Excerpts from a point labeling dataset
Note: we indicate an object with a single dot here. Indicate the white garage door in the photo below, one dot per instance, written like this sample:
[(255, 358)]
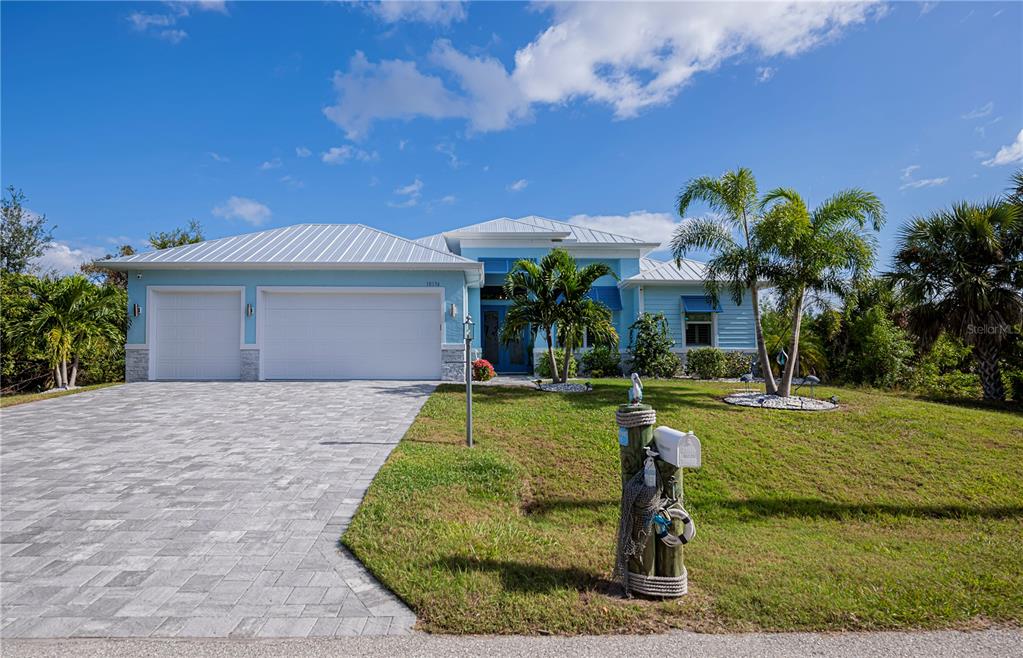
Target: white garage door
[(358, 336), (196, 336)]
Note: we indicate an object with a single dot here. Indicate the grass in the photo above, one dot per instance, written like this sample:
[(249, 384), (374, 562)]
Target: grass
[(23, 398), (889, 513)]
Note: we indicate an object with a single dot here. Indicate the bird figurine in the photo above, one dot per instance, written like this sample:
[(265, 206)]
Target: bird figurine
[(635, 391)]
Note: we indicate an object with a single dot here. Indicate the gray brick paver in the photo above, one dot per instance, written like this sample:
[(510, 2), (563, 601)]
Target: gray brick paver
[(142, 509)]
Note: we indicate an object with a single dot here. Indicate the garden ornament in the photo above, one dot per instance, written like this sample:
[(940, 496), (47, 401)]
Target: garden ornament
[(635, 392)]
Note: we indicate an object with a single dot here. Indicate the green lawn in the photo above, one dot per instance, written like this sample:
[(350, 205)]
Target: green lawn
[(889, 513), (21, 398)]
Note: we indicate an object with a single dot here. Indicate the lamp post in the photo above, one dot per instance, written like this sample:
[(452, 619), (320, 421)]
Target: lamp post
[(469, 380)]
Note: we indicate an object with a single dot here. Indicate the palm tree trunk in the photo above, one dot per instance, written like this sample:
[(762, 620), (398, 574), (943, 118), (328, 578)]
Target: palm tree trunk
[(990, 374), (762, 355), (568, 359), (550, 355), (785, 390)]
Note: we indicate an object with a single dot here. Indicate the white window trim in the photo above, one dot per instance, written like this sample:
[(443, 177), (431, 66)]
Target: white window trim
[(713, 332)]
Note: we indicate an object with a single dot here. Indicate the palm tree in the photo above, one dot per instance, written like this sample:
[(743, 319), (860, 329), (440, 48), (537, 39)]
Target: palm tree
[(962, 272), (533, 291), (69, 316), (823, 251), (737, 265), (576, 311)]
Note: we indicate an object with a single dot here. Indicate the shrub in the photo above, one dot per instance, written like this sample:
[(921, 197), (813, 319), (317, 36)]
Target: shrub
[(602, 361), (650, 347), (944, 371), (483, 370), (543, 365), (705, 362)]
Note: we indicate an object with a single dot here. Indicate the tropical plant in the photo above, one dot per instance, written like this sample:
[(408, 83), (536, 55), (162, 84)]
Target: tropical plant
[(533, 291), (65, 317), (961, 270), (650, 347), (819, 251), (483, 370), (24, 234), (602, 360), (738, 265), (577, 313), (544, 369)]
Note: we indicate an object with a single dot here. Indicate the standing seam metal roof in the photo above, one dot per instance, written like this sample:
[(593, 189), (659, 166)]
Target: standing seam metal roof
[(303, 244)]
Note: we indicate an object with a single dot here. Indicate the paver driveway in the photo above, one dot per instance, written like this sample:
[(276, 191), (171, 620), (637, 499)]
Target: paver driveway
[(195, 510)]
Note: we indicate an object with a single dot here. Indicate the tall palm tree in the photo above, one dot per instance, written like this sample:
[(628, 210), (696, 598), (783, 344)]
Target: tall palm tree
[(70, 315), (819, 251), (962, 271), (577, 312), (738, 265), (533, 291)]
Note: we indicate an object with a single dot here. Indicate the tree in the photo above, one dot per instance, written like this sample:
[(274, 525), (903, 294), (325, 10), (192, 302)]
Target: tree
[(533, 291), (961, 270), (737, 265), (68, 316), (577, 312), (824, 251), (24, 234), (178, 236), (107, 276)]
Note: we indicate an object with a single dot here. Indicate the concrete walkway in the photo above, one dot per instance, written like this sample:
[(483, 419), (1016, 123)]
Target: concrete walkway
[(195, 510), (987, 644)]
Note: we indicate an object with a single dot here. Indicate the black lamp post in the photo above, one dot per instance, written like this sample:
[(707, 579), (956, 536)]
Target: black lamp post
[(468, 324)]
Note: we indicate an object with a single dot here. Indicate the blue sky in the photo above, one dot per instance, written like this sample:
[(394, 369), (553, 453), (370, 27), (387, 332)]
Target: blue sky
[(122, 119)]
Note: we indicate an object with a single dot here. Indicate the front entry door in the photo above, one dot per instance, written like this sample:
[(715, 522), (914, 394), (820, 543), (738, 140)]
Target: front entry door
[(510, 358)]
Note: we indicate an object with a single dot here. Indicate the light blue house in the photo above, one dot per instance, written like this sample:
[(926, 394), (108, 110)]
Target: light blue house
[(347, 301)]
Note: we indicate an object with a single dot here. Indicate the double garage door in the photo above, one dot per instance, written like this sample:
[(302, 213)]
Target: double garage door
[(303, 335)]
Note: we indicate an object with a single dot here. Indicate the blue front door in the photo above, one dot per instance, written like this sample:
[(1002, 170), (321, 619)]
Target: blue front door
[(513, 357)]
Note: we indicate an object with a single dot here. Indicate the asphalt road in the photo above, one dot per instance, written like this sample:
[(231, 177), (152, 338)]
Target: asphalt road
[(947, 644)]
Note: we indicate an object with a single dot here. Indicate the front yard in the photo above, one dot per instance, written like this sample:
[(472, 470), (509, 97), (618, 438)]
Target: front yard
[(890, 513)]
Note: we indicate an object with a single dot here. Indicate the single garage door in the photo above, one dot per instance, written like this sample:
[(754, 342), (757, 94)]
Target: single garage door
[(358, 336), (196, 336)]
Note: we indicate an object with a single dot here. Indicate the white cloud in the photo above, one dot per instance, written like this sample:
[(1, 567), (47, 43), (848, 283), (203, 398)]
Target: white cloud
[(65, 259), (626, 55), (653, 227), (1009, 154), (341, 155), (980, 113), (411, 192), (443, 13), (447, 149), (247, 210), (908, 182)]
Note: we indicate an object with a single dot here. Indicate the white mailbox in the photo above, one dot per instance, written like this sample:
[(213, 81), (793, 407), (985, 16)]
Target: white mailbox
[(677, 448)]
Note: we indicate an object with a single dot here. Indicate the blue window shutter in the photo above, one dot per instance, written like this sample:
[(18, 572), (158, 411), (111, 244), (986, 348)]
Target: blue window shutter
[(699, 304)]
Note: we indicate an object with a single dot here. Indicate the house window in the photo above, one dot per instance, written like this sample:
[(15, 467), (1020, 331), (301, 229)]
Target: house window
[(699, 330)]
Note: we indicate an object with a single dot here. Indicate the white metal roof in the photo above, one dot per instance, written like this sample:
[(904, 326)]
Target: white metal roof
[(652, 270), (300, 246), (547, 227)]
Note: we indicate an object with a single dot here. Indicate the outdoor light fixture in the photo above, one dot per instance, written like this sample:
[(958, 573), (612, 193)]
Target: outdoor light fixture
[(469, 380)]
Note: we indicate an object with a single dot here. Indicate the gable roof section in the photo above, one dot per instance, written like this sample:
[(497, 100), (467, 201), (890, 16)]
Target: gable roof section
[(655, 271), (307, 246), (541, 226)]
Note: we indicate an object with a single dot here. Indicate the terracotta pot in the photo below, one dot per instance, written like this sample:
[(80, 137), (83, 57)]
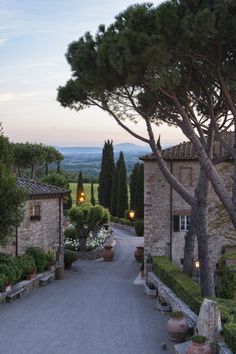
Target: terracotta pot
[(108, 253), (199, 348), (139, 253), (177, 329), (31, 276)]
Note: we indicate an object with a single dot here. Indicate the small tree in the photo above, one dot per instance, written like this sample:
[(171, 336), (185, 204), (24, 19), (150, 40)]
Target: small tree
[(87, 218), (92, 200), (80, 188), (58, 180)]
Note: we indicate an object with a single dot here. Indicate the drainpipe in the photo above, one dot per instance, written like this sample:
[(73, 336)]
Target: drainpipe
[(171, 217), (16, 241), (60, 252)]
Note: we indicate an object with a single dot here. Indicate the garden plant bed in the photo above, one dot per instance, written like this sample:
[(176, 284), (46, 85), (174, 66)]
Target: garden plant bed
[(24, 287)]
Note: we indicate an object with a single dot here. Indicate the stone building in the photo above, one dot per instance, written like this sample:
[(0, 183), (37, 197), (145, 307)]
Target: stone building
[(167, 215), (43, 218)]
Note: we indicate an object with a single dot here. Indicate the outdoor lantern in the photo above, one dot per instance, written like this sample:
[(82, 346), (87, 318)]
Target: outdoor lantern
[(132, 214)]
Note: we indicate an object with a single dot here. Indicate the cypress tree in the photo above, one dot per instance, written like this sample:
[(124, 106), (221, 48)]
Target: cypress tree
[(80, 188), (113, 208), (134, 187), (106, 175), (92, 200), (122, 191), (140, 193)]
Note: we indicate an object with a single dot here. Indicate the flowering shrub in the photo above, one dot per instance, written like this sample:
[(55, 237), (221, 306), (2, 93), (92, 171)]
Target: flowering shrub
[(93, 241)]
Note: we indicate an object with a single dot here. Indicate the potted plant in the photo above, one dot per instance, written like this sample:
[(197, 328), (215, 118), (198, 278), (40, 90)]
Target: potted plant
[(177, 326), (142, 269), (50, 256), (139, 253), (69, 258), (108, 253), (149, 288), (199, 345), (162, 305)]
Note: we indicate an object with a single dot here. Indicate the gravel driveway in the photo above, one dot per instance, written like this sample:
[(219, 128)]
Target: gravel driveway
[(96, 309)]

--

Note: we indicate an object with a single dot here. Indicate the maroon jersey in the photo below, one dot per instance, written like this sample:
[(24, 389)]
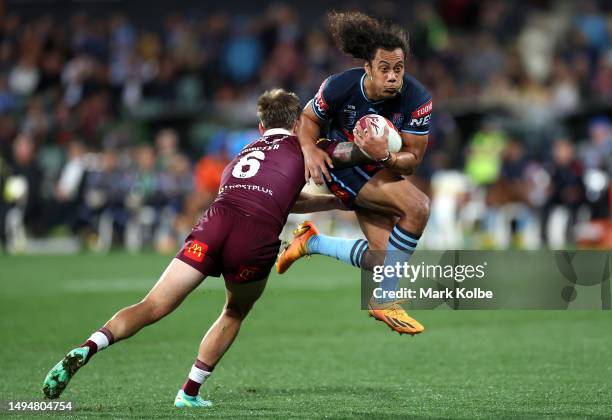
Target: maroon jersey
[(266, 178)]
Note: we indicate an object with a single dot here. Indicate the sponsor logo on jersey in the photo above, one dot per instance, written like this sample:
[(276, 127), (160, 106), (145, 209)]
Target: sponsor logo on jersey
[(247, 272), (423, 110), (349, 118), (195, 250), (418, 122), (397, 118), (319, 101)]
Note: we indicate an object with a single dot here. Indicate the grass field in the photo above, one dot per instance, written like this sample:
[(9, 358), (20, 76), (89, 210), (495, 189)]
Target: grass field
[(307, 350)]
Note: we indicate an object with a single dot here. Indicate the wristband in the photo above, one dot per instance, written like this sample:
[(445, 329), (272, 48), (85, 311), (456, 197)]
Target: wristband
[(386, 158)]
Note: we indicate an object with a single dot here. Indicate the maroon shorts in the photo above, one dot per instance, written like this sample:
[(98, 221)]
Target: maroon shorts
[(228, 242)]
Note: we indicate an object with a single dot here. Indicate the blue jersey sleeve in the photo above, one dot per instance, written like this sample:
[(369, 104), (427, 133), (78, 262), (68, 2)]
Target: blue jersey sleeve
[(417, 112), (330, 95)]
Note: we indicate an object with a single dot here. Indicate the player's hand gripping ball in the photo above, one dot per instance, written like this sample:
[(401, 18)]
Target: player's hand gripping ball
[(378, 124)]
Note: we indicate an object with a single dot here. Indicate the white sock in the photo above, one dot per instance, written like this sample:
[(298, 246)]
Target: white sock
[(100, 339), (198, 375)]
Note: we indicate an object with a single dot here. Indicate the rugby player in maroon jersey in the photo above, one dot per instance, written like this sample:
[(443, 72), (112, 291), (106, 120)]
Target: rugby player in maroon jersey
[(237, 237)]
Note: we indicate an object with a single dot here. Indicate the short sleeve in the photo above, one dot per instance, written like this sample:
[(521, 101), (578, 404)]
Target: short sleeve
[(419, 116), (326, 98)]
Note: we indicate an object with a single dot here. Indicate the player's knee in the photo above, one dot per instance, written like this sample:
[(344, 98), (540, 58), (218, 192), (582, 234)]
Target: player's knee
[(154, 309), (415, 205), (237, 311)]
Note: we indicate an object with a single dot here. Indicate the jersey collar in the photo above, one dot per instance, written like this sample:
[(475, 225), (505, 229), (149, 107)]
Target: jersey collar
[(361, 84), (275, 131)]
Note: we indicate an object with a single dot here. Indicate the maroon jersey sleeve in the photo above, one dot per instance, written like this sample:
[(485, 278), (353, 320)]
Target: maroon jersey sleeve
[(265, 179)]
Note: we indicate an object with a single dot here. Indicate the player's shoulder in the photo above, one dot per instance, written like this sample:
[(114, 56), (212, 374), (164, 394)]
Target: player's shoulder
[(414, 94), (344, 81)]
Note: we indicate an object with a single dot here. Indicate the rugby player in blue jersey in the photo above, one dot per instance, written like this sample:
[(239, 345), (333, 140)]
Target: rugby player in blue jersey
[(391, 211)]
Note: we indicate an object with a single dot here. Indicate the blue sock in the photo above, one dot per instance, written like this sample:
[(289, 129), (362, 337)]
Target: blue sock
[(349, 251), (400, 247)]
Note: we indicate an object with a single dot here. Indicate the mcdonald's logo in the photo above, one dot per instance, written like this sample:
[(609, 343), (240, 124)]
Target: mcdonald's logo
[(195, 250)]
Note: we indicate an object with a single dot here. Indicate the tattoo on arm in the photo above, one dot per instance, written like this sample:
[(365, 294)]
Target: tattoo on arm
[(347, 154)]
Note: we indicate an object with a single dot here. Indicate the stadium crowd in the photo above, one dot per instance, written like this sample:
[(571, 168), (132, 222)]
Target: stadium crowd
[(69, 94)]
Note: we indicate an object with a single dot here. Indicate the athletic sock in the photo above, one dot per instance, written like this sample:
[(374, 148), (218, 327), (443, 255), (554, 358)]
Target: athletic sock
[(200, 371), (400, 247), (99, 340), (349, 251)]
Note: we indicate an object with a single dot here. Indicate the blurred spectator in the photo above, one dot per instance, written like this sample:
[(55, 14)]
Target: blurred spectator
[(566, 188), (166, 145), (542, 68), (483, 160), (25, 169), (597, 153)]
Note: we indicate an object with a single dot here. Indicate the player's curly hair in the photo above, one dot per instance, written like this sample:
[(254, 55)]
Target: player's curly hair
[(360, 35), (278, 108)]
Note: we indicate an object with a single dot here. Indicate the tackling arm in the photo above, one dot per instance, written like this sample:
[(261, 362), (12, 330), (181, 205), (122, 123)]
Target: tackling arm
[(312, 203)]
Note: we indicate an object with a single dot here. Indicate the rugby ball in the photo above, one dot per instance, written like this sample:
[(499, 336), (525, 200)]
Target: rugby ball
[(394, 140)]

* * *

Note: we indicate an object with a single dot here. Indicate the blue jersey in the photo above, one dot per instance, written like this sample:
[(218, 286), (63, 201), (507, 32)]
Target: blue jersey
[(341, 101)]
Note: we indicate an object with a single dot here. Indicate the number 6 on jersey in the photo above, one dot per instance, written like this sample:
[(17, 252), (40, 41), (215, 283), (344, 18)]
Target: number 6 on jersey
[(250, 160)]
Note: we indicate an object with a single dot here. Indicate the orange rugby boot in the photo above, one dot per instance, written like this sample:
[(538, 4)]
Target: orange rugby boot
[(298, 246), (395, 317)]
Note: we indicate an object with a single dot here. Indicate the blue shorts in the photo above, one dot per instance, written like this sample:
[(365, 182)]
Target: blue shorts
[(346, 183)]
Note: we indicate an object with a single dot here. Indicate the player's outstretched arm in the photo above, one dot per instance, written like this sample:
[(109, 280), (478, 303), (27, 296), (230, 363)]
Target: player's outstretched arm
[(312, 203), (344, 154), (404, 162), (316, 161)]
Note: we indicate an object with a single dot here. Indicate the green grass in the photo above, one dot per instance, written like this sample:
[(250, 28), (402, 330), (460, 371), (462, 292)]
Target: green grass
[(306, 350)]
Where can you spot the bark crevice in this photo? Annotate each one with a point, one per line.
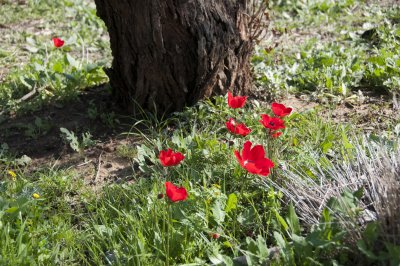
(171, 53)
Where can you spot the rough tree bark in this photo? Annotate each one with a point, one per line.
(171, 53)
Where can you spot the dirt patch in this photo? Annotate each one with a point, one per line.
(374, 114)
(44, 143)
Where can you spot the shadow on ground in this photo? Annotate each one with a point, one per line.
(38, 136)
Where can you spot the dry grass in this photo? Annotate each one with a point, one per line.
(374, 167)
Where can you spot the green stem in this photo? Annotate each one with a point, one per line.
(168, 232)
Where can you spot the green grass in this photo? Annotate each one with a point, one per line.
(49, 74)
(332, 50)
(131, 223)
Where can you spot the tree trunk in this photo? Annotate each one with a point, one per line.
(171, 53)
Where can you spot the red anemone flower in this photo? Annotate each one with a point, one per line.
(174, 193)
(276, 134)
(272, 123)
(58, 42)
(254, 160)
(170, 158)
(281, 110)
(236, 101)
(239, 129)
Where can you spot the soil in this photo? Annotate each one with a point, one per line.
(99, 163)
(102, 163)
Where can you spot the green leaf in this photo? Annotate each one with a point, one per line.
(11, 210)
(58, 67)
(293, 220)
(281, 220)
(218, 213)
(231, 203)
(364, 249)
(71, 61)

Exercise requirements
Recast the stretch of lines from the one containing "Indicate the stone" through the one containing "[(96, 309)]" as a numbered list, skipping any blank lines.

Complete answer
1. Note: we indicate an object with a single dot here. Indicate the stone building in the photo above, one dot per instance, written like this sample:
2. [(0, 183), (37, 197), (145, 307)]
3. Target: stone building
4. [(167, 215), (43, 218)]
5. Note: we indicate an object with a single dot here. Indicate the outdoor lantern in the photo above, one dot per instance, written like this sample:
6. [(82, 346), (87, 318)]
7. Target: outdoor lantern
8. [(132, 214)]
9. Note: we indicate an object with a single dot here. Indicate the cypress tree in the photo above, one dot per instance, written like this sample:
10. [(124, 106), (221, 48)]
11. Target: cypress tree
12. [(80, 188), (113, 208), (134, 187), (106, 175), (92, 200), (122, 191), (140, 193)]
13. Note: we indicate an object with a single dot here. Indicate the flowering shrub in the photo above, one dot per instance, written like this sample:
14. [(55, 237), (221, 306), (2, 93), (92, 171)]
15. Target: flowering shrub
16. [(93, 241)]
17. Note: we indicate an object with a single dot here. Indicate the potted plant in the photo above, one dot per instance, written like this sample:
18. [(197, 328), (215, 118), (198, 278), (40, 90)]
19. Target: potted plant
20. [(177, 326), (142, 269), (50, 256), (139, 253), (69, 258), (108, 253), (149, 288), (199, 345), (162, 305)]
21. Note: we indicate an object with a single dot here. Indicate the gravel driveway in the photo above, one dot per instance, written like this sample:
22. [(219, 128)]
23. Target: gravel driveway
24. [(96, 309)]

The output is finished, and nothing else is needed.